Action item:
Every record that follows must be given again exactly.
------------------------------
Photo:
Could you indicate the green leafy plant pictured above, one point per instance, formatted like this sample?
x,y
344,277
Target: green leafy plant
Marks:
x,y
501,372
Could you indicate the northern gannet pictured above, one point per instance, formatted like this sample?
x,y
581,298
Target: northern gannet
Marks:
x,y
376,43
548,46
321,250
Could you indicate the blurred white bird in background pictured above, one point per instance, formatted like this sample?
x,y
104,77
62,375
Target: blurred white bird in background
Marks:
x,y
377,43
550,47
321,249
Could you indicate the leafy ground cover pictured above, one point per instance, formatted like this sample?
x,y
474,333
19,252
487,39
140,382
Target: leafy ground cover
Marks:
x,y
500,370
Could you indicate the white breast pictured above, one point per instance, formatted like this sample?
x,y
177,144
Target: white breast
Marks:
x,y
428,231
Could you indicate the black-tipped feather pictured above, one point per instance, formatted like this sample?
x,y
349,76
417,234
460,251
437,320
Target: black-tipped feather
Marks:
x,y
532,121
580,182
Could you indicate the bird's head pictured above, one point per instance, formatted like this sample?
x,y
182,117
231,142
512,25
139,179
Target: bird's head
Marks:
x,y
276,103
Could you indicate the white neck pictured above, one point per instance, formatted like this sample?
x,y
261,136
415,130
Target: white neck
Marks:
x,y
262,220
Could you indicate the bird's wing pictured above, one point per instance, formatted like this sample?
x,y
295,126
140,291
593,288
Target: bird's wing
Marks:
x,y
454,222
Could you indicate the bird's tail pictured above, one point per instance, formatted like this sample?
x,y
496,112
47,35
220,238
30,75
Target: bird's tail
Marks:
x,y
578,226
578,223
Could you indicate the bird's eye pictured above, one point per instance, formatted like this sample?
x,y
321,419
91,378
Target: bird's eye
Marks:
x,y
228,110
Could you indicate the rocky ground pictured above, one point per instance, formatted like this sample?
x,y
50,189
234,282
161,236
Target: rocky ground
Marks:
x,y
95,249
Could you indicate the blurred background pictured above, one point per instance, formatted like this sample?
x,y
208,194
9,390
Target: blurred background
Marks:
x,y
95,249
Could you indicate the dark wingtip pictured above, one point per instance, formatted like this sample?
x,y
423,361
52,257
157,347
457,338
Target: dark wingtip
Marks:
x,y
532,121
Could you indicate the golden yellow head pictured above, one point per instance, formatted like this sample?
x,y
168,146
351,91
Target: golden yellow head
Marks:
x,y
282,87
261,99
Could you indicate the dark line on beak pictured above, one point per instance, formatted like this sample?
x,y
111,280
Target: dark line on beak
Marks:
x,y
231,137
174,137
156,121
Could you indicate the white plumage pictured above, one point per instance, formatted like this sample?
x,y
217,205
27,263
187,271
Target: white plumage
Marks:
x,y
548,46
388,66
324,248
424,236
------------------------------
Written response:
Photo:
Could you indicate the green leafy plant pictured above, one point per instance, formatted like this sample?
x,y
344,277
Target: green leafy plant
Marks:
x,y
501,372
Could you indicate the northern gannet pictured above, one point per instance, formatted like this sample?
x,y
581,298
Target: northern gannet
Marks:
x,y
376,43
548,46
321,250
Could you indicate the blurred white bird in background pictured above, one point per instance, formatted like this sample?
x,y
104,77
62,375
Target: blurred white bird in background
Marks:
x,y
377,43
550,47
321,249
Could you indicate the leafy ground cover pictured above, one point per instance, formatted like this sample?
x,y
474,333
19,252
487,39
140,382
Target: leafy ground cover
Marks:
x,y
500,370
Could you indicate the white breast pictured above, one point per instance, formatted like this sample?
x,y
177,144
Target: white breast
Marks:
x,y
428,231
Could you indicate the black-tipped feather pictured above, one point per instance, formatted like this sample?
x,y
349,76
417,234
460,251
437,320
Target: black-tipped feather
Marks:
x,y
532,121
580,182
Could you indicate the bird's head pictured above, one point per instance, formatted like this sample?
x,y
182,117
231,142
512,25
139,179
Target: bird's head
Marks:
x,y
276,103
Could you indicate the white neck pictured above, one point per instance, formatted like this sample?
x,y
261,136
415,130
Target: white neck
Marks:
x,y
262,220
Could you indicate the bird's wing pictured above, one point per instance, formatted like this sample?
x,y
295,126
140,291
593,288
Target: bird's wing
Marks:
x,y
454,222
Could you indicate the bird's tail pictured above, one point per instance, formatted like this sample?
x,y
496,112
47,35
220,238
30,75
Target: bird's tail
Marks:
x,y
578,226
578,223
Could you indicate the bird's eye pictured above, one point per instance, formatted like this sample?
x,y
321,419
91,378
Target: bird's eye
Marks:
x,y
228,110
Could you indicate the rocky ground pictured above, one point per instance, formatted like this sample?
x,y
50,189
234,282
161,236
Target: rocky ground
Marks:
x,y
95,249
Could you indicate the blurred background pictured above, one point per instance, formatted like this sample?
x,y
208,194
9,390
Target: blurred background
Marks:
x,y
95,249
Could you indicate the dark wingtip pictured above, one point per instance, formatted like this sample?
x,y
423,361
52,257
157,347
457,338
Target: dark wingtip
Marks:
x,y
532,121
Could you indicate the golden yellow head pictured above, one point per instance, formatted like this sample?
x,y
168,146
351,91
Target: golden yellow head
Marks:
x,y
282,87
261,99
Could you indicate the dark line on beak pictured above, one point per instance, formatted like this sample?
x,y
111,280
Target: dark line on beak
Marks:
x,y
231,137
174,137
156,121
Could you indicate the white plumage pictured above, one point per instance, formatted like this sample?
x,y
217,205
27,263
187,271
Target: white plumage
Marks:
x,y
548,46
388,66
324,248
424,236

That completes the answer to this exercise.